Error: `table_type` missing from table parameters when loading table from Hive metastore
Apache Iceberg version
main (development)
Please describe the bug 🐞
I'm (a user of tap-iceberg is) running into the following error when trying to load a Hive table using pyiceberg.
pyiceberg.exceptions.NoSuchPropertyException: Property table_type missing, could not determine type: bronze.my_iceberg_table
The call in question is https://github.com/shaped-ai/tap-iceberg/blob/38064b3aaca5394ba1482970e790d3e2f6020946/tap_iceberg/tap.py#L94.
It seems the loaded table is missing the table type parameter in
https://github.com/apache/iceberg-python/blob/d587e6724685744918ecf192724437182ad01abf/pyiceberg/catalog/hive.py#L329-L331
?
Thanks in advance if this turns out to be user error 😃
In load_table, there's a 2 step process. First it fetches from HMS using get_table, then it converts the hive table into iceberg (_convert_hive_into_iceberg).
https://github.com/apache/iceberg-python/blob/d587e6724685744918ecf192724437182ad01abf/pyiceberg/catalog/hive.py#L524-L527
The error here is the 2nd step. It is expected that the hive table has a property "table_type" and maps to the string "iceberg".

----------

▶ _Exercise set_
**1.** List every function or method name that appears in the bug report.
**2.** Answer these questions using the bug report:
(a) What Apache Iceberg version does it give?
(b) What exception is raised when the table is loaded?
(c) What string is the "table_type" property expected to map to?

▶ _Source records_
----------

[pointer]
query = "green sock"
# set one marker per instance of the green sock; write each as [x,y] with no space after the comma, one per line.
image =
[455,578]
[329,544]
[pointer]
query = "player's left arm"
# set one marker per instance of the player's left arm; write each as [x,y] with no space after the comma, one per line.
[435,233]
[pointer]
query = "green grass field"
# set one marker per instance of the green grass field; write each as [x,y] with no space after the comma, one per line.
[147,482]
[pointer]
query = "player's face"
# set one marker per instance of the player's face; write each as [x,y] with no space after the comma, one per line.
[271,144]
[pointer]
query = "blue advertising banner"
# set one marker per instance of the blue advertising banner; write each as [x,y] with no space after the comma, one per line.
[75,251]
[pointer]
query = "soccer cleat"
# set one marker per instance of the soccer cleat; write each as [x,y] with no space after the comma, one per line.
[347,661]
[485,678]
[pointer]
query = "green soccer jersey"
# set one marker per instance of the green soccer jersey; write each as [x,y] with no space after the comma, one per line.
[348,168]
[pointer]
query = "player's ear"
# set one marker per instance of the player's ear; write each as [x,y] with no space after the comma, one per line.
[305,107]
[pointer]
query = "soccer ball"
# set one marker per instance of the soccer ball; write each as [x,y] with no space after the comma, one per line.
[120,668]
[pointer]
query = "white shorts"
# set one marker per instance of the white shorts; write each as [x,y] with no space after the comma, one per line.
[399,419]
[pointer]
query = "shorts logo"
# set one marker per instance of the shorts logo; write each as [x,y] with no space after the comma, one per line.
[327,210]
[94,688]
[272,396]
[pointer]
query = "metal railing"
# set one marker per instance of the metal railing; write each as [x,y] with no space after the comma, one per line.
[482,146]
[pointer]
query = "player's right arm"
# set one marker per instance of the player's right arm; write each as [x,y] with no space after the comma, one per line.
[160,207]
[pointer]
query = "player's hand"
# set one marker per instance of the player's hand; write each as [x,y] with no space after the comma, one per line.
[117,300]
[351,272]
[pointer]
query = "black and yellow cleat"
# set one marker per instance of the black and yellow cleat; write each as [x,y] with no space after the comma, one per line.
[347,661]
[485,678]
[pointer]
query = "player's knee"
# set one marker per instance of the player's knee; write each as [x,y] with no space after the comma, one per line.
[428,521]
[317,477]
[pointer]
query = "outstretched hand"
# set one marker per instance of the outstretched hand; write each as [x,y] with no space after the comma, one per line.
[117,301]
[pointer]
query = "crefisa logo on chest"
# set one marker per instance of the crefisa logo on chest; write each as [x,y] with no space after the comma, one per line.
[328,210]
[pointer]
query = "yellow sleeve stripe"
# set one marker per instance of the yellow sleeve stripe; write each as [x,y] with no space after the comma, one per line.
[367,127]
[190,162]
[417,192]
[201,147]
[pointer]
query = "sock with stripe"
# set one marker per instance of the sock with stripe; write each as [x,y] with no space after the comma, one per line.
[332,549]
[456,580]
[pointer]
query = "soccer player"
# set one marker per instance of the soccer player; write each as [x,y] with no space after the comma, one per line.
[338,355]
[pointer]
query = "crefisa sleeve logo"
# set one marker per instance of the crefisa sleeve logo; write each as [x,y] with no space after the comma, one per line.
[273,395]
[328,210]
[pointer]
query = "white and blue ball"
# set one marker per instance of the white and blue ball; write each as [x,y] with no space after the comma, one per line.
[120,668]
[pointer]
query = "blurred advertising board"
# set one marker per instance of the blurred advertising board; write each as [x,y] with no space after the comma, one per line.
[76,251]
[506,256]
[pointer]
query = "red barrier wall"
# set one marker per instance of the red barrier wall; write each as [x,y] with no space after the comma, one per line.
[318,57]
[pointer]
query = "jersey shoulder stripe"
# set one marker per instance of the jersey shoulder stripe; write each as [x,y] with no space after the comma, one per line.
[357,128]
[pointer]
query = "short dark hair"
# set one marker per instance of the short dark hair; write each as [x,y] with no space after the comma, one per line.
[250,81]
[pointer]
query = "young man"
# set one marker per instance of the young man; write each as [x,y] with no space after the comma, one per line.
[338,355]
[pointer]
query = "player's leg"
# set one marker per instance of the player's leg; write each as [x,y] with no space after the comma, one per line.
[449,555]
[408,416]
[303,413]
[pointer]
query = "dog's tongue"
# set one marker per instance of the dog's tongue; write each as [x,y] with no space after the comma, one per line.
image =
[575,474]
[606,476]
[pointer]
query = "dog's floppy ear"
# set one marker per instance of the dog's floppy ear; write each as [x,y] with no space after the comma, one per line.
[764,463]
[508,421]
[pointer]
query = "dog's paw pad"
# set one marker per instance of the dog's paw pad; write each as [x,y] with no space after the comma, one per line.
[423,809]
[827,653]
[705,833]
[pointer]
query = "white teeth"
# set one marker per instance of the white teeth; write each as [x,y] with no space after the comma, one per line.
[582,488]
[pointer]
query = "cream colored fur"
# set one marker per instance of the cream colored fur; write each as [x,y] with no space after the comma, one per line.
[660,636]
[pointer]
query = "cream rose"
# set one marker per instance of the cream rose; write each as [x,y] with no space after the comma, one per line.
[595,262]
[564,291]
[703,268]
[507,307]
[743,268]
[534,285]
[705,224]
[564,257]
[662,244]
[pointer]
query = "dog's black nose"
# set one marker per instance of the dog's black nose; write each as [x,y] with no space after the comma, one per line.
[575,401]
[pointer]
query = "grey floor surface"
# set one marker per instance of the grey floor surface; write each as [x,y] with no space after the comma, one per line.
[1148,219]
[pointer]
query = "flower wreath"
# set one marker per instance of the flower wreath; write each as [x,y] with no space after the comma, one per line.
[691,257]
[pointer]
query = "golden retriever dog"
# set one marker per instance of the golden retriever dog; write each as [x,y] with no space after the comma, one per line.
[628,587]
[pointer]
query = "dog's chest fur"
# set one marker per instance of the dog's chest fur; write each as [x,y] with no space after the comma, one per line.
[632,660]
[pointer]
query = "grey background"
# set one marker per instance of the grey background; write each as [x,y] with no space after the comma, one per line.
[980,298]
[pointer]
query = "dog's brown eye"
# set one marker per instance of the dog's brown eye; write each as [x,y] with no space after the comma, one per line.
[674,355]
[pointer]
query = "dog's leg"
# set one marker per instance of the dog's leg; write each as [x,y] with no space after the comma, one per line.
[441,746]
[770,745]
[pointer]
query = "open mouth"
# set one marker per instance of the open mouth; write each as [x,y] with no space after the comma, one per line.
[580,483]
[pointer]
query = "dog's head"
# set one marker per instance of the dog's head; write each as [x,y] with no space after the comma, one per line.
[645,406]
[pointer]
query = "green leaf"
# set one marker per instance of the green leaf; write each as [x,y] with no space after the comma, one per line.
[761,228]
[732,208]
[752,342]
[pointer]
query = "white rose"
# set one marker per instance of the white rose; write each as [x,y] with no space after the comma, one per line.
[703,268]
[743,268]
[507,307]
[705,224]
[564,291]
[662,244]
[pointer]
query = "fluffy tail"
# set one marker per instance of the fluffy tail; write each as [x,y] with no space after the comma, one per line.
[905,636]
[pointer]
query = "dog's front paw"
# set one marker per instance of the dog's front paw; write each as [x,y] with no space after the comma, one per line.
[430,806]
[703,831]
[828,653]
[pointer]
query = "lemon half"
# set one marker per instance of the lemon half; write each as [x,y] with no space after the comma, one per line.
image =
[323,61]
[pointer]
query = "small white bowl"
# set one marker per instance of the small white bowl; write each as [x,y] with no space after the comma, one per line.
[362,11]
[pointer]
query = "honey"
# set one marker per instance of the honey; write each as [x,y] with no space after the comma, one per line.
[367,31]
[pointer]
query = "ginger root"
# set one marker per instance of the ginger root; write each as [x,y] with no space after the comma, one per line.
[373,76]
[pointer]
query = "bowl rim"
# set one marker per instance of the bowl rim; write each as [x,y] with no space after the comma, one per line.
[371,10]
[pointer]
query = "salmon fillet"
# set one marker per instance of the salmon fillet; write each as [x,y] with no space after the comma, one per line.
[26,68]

----------

▶ _The responses_
**1.**
load_table
get_table
_convert_hive_into_iceberg

**2.**
(a) main (development)
(b) pyiceberg.exceptions.NoSuchPropertyException
(c) "iceberg"